*Set of tasks*:
A – From the burnt chicken post, copy the part that opens with the words containing "Occasionally, I admit" and closes with "actually hurts sometimes.".
B – In the burnt chicken post, why does the writer call the wish to spend money on manicures and pedicures petty? Answer in one to three sentences.

*Selected extract*:
Sunday, November 1, 2009

Burnt Chicken

I could have used some more extra hours this weekend, but I did the best with what I had.

This weekend was pretty packed...the longest UNO game E-V-E-R, meal planning and grocery shopping, It's The Great Pumpkin Charlie Brown, a little cleaning, Halloween with our close friends, Church, Girl Scout troop training, a little personal reading, some writing, some beta-reading critiqing (a lot of -ing's). I was feeling pretty good about getting it all done and keeping a smile on my face.

But when I tried to fry some chicken tonight (something I don't even claim to know how to do) I got frustrated when the last batch got burned.

I find this to be a trend in my life - worrying over something little and not showing gratitude for everything else this trivial event blocks out. My focus is too narrow and lacking the appreciation that I should have for the many accomplishments that I actually did achieve.

Rather than thanking God 100x each day for waking up, not getting into a car accident, not struggling with the symptoms of a fatal disease, not being oppressed or the victim of a hate-crime, or simply for having a plethora of blessings (wonderful family, beautiful home, two working cars, family close by, full-time job with benefits, democracy, etc.)...I think about the inconveniences in my life and those I love.

You wouldn't believe how stupid I sound having one-sided conversations with the horrible drivers on the roads of Charlotte (seriously we are right up there with New Yorkers). My heart rate speeds up and I allow myself to actually wish there was a police officer around to "give them what they deserve." How awful is that? I should pray for them and think loving thoughts instead of getting angry.

Occasionally, I admit to feeling like I deserve to spend money on manicures and pedicures, and try to think of ways to work this into our normal budget. How petty! Why do I deserve this? Less money than the cost of a mani-pedi could support a child in a third world country and yet I struggle with that idea. The desire to treat myself is so strong it actually hurts sometimes.

I will think no more about this chicken. And I will eat the chicken. Granted, I'll smother it in extra Thai sauce, but I will not toss it. As I chew...and chew...I'll remember that it takes a few mistakes to appreciate perfection and that not everything will meet my stringent expectations.

*The data*:
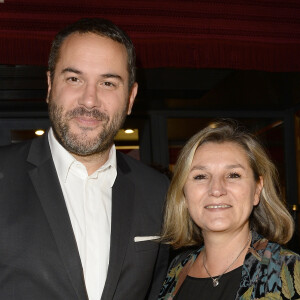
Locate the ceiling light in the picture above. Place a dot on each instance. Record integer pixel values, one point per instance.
(39, 132)
(129, 131)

*Your written answers*:
A –
Occasionally, I admit to feeling like I deserve to spend money on manicures and pedicures, and try to think of ways to work this into our normal budget. How petty! Why do I deserve this? Less money than the cost of a mani-pedi could support a child in a third world country and yet I struggle with that idea. The desire to treat myself is so strong it actually hurts sometimes.

B – The writer calls it petty because less money than a manicure and pedicure cost could support a child in a third world country. Seen that way, the writer questions why they deserve the treat at all.